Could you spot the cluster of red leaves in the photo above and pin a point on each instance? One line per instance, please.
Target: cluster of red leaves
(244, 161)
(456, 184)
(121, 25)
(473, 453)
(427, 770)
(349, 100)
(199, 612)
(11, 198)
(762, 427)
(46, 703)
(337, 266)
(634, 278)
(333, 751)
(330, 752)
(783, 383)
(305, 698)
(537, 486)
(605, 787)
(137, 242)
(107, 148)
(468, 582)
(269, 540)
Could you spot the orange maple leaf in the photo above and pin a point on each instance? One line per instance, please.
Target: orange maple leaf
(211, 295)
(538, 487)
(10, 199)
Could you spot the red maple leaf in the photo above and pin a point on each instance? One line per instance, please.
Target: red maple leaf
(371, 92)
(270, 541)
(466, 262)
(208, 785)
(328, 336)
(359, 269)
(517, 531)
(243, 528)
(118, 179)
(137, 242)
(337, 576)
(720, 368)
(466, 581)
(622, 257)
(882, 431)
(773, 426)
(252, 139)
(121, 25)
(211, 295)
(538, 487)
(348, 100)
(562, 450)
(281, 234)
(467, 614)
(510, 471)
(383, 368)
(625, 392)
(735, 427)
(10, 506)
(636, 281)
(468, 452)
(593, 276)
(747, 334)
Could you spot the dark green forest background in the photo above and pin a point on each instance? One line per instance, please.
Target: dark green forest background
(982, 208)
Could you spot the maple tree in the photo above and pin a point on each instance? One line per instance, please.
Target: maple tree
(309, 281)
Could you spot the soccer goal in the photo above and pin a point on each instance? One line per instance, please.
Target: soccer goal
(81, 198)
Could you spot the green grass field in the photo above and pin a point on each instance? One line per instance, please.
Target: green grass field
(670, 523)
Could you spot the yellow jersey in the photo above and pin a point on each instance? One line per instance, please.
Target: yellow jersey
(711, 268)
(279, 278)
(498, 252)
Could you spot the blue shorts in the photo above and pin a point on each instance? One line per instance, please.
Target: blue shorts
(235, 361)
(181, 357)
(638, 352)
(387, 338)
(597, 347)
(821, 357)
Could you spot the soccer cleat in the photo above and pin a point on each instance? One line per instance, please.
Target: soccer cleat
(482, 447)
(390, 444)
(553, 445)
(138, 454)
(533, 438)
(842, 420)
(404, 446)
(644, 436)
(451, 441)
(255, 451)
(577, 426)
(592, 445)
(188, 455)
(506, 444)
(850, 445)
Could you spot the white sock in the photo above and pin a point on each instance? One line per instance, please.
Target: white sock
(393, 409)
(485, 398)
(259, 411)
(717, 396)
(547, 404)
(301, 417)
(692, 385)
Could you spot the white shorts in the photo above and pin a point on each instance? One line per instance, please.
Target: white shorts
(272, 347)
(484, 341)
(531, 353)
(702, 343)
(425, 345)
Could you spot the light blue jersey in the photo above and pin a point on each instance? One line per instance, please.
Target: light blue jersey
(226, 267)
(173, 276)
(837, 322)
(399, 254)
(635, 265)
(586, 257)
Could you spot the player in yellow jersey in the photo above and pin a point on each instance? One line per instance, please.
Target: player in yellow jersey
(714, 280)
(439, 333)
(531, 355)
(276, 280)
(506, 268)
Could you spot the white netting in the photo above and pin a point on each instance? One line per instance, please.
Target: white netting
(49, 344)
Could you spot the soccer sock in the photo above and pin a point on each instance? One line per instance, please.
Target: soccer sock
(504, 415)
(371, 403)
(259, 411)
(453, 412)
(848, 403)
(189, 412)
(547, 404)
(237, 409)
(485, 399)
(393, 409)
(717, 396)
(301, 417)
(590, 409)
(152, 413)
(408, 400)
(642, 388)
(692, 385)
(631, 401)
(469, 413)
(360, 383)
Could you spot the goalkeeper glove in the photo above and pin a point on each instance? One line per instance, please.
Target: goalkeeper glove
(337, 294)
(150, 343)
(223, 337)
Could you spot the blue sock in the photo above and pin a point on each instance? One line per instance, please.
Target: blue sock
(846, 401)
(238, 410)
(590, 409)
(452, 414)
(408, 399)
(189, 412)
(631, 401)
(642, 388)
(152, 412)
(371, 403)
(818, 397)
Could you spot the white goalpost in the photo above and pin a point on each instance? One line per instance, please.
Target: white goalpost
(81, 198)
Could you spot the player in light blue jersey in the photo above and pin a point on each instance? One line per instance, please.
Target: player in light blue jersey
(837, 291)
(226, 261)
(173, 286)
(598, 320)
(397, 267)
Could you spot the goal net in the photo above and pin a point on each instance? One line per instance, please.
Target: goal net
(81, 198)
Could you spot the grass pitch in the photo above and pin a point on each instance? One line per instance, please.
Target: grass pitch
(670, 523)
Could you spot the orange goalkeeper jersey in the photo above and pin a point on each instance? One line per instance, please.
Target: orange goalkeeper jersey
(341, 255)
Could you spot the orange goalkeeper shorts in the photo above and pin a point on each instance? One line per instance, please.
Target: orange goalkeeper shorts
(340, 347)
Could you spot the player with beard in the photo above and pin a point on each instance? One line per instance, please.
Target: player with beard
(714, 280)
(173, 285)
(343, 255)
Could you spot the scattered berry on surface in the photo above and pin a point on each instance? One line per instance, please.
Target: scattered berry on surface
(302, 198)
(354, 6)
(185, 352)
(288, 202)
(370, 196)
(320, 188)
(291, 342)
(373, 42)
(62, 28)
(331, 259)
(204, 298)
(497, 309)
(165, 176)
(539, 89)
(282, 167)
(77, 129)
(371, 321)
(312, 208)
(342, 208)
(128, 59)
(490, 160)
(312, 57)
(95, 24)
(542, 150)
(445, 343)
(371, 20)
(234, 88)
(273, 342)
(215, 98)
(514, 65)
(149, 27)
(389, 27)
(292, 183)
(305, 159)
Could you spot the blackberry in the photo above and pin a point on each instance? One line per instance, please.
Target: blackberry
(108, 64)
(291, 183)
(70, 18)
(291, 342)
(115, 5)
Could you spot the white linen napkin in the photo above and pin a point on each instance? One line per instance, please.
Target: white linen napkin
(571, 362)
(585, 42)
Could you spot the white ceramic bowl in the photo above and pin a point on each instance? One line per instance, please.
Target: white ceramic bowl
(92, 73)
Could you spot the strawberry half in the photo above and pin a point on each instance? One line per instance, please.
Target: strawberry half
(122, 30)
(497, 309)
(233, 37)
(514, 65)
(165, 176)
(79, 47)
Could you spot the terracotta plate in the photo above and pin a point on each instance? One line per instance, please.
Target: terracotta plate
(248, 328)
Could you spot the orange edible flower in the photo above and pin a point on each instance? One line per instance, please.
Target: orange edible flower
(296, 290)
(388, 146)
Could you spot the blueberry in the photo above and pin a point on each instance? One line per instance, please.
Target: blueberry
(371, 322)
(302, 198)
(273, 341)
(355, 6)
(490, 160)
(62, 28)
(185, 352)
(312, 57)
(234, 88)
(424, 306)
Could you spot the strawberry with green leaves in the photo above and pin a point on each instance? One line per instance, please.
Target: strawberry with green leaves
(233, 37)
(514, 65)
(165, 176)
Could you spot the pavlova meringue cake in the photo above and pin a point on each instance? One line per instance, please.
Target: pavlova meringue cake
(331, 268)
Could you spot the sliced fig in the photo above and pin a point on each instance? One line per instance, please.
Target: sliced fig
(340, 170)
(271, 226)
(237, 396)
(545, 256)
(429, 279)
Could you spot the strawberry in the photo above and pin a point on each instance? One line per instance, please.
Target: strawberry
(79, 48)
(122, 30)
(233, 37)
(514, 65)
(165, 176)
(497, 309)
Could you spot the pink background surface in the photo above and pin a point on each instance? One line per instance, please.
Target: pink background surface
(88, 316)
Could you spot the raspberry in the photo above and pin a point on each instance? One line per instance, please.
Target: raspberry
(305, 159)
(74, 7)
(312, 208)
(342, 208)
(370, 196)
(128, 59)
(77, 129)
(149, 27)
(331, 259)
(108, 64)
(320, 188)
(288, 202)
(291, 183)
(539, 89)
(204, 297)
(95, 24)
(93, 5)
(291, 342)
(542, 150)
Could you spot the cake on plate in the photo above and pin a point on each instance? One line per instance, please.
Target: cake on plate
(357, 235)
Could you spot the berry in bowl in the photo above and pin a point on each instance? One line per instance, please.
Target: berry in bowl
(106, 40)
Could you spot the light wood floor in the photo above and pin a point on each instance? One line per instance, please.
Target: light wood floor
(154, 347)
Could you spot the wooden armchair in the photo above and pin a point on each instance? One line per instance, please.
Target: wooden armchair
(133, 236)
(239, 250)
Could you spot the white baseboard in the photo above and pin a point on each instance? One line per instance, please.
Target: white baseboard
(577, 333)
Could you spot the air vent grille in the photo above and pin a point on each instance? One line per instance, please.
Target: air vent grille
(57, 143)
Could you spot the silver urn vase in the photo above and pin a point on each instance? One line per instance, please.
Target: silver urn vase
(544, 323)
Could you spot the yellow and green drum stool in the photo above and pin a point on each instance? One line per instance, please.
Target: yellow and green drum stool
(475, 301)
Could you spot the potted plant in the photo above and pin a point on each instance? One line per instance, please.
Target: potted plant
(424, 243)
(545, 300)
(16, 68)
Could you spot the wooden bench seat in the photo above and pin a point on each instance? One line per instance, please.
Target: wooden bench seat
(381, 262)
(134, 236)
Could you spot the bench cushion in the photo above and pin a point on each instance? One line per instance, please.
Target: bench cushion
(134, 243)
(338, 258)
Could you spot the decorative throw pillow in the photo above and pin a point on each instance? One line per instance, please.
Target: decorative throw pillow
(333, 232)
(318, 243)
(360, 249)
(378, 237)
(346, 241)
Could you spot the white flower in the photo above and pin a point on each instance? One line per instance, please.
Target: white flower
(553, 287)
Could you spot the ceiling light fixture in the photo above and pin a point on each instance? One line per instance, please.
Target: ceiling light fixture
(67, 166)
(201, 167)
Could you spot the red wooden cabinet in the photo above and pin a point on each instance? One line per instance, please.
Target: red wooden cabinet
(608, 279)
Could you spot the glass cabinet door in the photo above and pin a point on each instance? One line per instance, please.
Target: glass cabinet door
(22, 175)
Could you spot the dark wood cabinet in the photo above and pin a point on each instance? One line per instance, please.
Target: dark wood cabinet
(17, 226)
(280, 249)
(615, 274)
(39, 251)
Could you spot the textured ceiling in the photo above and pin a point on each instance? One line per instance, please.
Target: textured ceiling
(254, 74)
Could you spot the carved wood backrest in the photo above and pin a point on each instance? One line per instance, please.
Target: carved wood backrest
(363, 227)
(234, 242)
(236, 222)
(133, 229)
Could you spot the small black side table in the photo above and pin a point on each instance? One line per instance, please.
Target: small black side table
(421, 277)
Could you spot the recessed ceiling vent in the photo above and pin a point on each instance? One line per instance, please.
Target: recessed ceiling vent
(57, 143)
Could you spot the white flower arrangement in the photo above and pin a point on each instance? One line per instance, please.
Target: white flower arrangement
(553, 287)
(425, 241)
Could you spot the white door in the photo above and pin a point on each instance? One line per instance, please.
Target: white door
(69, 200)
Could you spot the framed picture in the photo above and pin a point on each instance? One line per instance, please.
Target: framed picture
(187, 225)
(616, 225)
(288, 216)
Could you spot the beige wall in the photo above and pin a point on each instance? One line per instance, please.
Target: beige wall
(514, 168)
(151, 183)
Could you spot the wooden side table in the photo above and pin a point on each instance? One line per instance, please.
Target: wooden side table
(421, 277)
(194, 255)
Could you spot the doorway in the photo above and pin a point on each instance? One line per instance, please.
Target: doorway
────────
Write out the lines above, starting at the line that contains "Could you spot the carved" and ending with the final line, and nothing else; copy them exactly.

Could you spot the carved wood backrest in the photo above and pin a point on each instance? One line per instance, please.
Target: carved wood backrest
(363, 227)
(234, 242)
(236, 222)
(133, 229)
Could you spot the small black side table in the photo above and pin a point on each instance? One line per instance, please.
Target: small black side table
(421, 277)
Could you spot the recessed ceiling vent in the photo above and pin a point on each instance? One line per instance, please.
Target: recessed ceiling vent
(57, 143)
Could you spot the white flower arrangement in the photo above and pin a point on each instance? One line per instance, please.
Target: white flower arrangement
(553, 287)
(425, 241)
Could you spot the white door in the photo above and pin a point on each instance? One line per instance, please.
Target: white door
(69, 200)
Could you spot the framed picture in the photo above and pin a point on each instance? One line per instance, please.
Target: framed picture
(187, 225)
(616, 225)
(288, 216)
Could you spot the beige wall in the photo above and pin a point on each instance? One line per instance, please.
Target: beige wall
(514, 168)
(151, 183)
Could you spot the wooden side table in the photo above and pin a point on each instance? One line per instance, please.
Target: wooden side table
(421, 277)
(194, 255)
Could you spot the doorway in the photo above and pin a point on each instance? One line per instance, please.
Target: doorway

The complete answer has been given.